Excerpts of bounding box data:
"""

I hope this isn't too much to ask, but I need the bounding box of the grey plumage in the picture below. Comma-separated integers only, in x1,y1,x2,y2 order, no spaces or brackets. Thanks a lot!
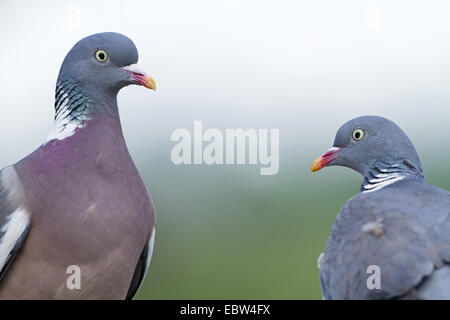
313,116,450,299
0,32,155,299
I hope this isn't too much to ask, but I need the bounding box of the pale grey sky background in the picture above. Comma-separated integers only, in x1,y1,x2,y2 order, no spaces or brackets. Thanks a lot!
0,0,450,167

"""

## TASK DESCRIPTION
Resize the rows starting with the line that contains "of the pale" and continuing through the end of the rows. Reproduce every one of those lines in full, but multiply each bounding box coordinate given as an answer by 2.2 and round it to a whole number, rounding halves up.

## WRITTEN REPLY
I hope this isn't too much to ask, but I need the bounding box of the pale grey sky background in the picture above. Comma-separated integers only, in x1,y1,x2,y2 order, no spaces or brackets. Thanks a lot!
0,0,990,367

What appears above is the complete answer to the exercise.